====== INPUT RECORDS ======
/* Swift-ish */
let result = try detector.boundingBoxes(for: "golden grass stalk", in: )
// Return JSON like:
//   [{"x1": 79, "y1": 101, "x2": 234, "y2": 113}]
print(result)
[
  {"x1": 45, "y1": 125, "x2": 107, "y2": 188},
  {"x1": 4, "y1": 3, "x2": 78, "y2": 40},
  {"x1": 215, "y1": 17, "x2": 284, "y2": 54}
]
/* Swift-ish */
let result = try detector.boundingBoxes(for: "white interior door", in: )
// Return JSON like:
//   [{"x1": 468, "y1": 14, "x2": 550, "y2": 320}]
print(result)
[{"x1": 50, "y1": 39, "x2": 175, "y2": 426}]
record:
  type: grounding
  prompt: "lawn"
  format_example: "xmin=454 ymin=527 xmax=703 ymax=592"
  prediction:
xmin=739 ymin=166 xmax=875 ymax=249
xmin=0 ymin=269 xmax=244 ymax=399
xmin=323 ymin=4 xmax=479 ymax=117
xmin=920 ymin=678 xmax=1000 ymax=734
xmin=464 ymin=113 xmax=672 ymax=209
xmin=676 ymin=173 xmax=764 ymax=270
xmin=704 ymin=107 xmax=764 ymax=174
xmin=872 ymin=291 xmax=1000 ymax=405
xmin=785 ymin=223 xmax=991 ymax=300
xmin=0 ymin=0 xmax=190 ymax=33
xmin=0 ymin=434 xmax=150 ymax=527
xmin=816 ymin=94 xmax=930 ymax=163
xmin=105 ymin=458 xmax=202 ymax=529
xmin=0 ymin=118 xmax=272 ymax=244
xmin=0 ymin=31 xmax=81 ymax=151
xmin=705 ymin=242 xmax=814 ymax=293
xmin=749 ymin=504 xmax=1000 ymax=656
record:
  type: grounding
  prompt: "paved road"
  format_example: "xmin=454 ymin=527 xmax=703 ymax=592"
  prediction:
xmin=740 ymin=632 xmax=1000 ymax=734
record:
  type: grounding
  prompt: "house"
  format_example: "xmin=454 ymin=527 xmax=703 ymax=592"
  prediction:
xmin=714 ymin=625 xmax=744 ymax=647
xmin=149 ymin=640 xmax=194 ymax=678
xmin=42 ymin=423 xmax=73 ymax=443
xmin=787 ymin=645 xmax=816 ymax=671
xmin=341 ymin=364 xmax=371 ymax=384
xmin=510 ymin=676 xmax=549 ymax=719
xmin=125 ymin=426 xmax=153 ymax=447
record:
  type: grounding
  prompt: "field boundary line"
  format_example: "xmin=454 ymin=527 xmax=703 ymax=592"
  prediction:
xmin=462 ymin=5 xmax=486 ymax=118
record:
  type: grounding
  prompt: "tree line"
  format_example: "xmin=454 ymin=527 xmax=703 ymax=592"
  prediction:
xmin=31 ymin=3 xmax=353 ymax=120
======
_WHAT TO WORK ON_: Pick out every line in the records above that contains the string "boundingBoxes", and copy each one. Letter case counts when matching.

_RESULT_:
let result = try detector.boundingBoxes(for: "golden grass stalk", in: )
let result = try detector.boundingBoxes(for: "white interior door", in: )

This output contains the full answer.